## Exercise instructions
Could you write out the line containing "Target: yellow-green t-shirt" and all the lines below it in the data, exactly, through the final one and nothing else?

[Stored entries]
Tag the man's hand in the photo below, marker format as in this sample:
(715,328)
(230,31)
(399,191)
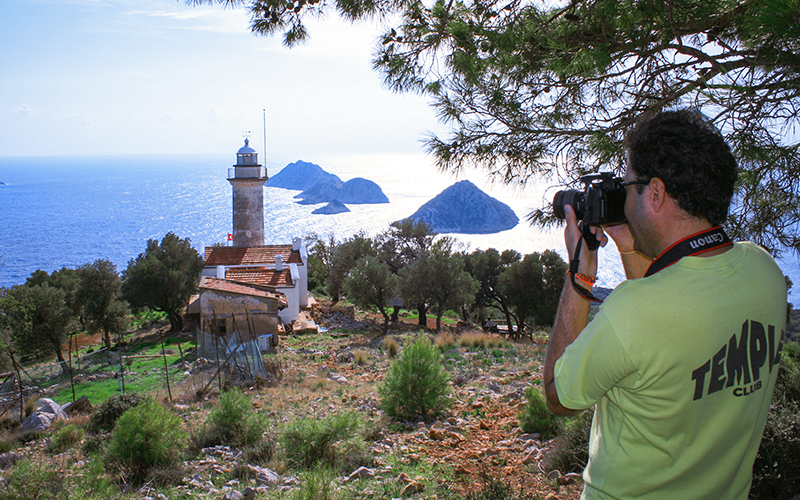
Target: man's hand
(572,234)
(634,263)
(572,310)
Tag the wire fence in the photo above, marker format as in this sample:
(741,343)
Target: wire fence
(160,368)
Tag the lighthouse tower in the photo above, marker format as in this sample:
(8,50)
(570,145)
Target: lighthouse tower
(247,178)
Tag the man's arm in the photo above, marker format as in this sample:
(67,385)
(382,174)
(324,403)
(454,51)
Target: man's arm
(634,263)
(573,311)
(570,321)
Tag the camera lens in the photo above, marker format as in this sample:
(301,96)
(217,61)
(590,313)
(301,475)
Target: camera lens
(571,197)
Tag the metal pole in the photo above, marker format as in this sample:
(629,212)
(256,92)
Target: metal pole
(71,376)
(166,367)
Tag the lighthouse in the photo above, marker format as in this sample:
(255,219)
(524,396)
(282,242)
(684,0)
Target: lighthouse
(247,178)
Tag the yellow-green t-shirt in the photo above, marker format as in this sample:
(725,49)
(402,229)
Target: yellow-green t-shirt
(681,366)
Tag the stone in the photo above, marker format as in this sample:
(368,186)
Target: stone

## Task answer
Target: yellow-green t-shirt
(681,366)
Tag the stone in the photo above, marker format as in this sample:
(368,186)
Target: stone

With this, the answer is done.